» Problem statement
Starting with the line that has "Can you see the person", retype each line down to the end of the entries below, without leaving any out or adding any.

» Data under study
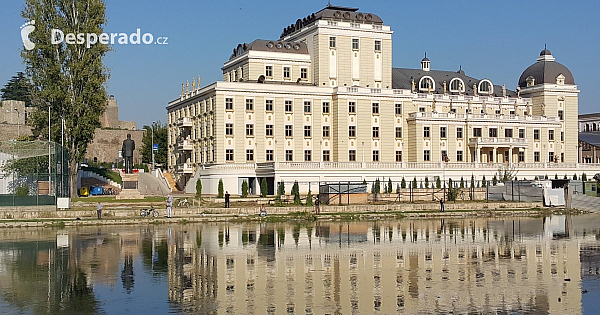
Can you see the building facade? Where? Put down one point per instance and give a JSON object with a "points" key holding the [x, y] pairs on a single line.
{"points": [[323, 103]]}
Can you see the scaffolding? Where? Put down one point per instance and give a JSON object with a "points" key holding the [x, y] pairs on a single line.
{"points": [[33, 173]]}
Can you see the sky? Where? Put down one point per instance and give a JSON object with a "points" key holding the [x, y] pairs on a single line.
{"points": [[497, 40]]}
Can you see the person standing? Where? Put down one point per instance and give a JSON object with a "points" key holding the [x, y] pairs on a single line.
{"points": [[99, 210], [169, 205]]}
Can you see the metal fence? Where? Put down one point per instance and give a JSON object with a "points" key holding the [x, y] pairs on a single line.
{"points": [[32, 173]]}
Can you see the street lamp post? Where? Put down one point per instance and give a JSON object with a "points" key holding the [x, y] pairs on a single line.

» Response to this exercise
Can you see the person standing? Where? Put down one point per instance and give a JSON object with a "points" key holding the [x, y] pairs on a single line.
{"points": [[99, 210], [169, 205]]}
Can you see the metal fence? Where? Put down one point per instance and give a JSON object with a "points" key holding the [x, y] pairs on a single line.
{"points": [[32, 173]]}
Can you see the street lamp post? Where? Put down one point per instance and give a JSON object with a "points" key holding the [x, y] pairs on a single line.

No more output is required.